**Quoted passage:**

Family of former erector/engineer receive compensation following death from asbestos-related lung cancer
Our specialist asbestos claims team were contacted by the daughter of Mr M, following his death from lung cancer in April 2021.
Mr M was admitted to hospital in April 2021 for other health issues when he was advised he had lung cancer. Sadly, the cancer had already spread and his condition deteriorated very quickly.
Mr M had worked at the British Railway Works in Swindon from the early 1950s. He completed an apprenticeship as a fitter, turner and erector. His apprenticeship lasted 5 years and he subsequently worked as a locomotive erector.
Mr M's brother had also worked at the Railway Works and was able to provide detailed information, confirming that asbestos was extensively used. Mr M’s brother even recalled how some would make ‘snowballs’ from raw asbestos which would be thrown around.
Asbestos lagging was present on the pipes and boilers of locomotive engines, which underwent a constant stream of repair. In order to complete repairs, the lagging had to be stripped off, releasing asbestos dust and fibres into the air. The pipes and boilers then had to be re-lagged once works had been completed. Raw asbestos was mixed with water to form a paste which was applied. This was very dusty work. Mr M's brother confirmed that as a locomotive erector, Mr M would have handled asbestos lagged parts and remove lagging if it had been applied in areas it should not have been.

**Brief A:** Using the case summary, explain in one to three sentences why repairs to the locomotive pipes and boilers released asbestos into the air.
**Brief B:** Output the part of the case summary between "Mr M was admitted" and "a locomotive erector.", inclusive.
**Brief C:**
Answer these questions from the case summary:
(i) Why was Mr M in the hospital when he was told he had lung cancer?
(ii) How long did his apprenticeship last?
(iii) What was mixed with water to form the paste used for re-lagging?
The entries have no connection to the case summary.

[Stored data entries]
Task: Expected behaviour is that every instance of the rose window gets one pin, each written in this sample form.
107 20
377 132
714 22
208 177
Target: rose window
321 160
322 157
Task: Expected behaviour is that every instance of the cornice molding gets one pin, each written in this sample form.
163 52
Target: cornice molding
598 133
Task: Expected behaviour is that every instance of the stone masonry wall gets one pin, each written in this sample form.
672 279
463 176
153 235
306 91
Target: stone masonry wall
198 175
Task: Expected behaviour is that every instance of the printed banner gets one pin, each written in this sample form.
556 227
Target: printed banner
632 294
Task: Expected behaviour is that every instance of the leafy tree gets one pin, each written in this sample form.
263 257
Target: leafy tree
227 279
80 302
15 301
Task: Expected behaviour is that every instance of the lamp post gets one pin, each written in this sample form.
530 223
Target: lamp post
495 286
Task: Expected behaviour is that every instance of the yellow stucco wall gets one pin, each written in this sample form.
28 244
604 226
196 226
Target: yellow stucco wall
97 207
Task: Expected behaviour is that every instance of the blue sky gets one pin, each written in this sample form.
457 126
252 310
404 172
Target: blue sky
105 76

**Exercise result A:** The pipes and boilers carried asbestos lagging, and it had to be stripped off before repairs could be completed. Stripping it released asbestos dust and fibers into the air.

**Exercise result B:**
Mr M was admitted to hospital in April 2021 for other health issues when he was advised he had lung cancer. Sadly, the cancer had already spread and his condition deteriorated very quickly.
Mr M had worked at the British Railway Works in Swindon from the early 1950s. He completed an apprenticeship as a fitter, turner and erector. His apprenticeship lasted 5 years and he subsequently worked as a locomotive erector.

**Exercise result C:**
(i) He had been admitted for other health issues.
(ii) It lasted 5 years.
(iii) Raw asbestos was mixed with water.